*EXERCISE OBJECTIVE*. Write out each record exactly as given, but do not include the pictures.

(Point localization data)
# # #

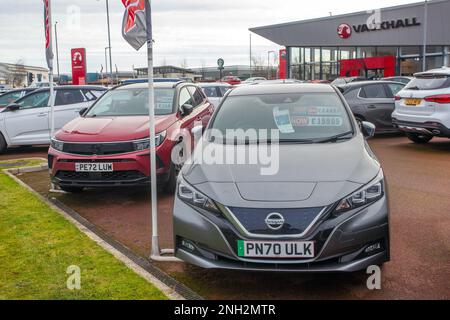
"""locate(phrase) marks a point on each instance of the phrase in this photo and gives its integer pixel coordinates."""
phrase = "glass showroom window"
(435, 62)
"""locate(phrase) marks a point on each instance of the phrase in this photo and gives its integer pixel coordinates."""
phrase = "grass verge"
(37, 245)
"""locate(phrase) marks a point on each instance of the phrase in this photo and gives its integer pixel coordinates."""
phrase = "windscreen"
(297, 117)
(429, 82)
(132, 102)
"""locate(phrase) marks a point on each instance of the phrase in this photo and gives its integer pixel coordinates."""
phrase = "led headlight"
(368, 194)
(57, 145)
(193, 197)
(144, 144)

# # #

*WRITTEN RESPONSE*.
"""locate(phrase) marks a point on each instance of the phrase in this photo and gives its integer pixel coordinates."""
phrase = "glass showroom window"
(435, 62)
"""locate(phrase) marks a point on each instance of the phrase in this photo and gives its integer pixel coordinates."""
phrase = "grass verge"
(37, 245)
"""locate(phrase) marks a point on each instance of the phrase in this photo and gives its integer pixel coordinates."""
phrase = "windscreen"
(297, 117)
(429, 82)
(132, 102)
"""locate(phrase) marks a point on each instance of the phrase in this photo and gives its integer pixel coordinates."""
phrase = "led headlight"
(368, 194)
(57, 145)
(193, 197)
(144, 144)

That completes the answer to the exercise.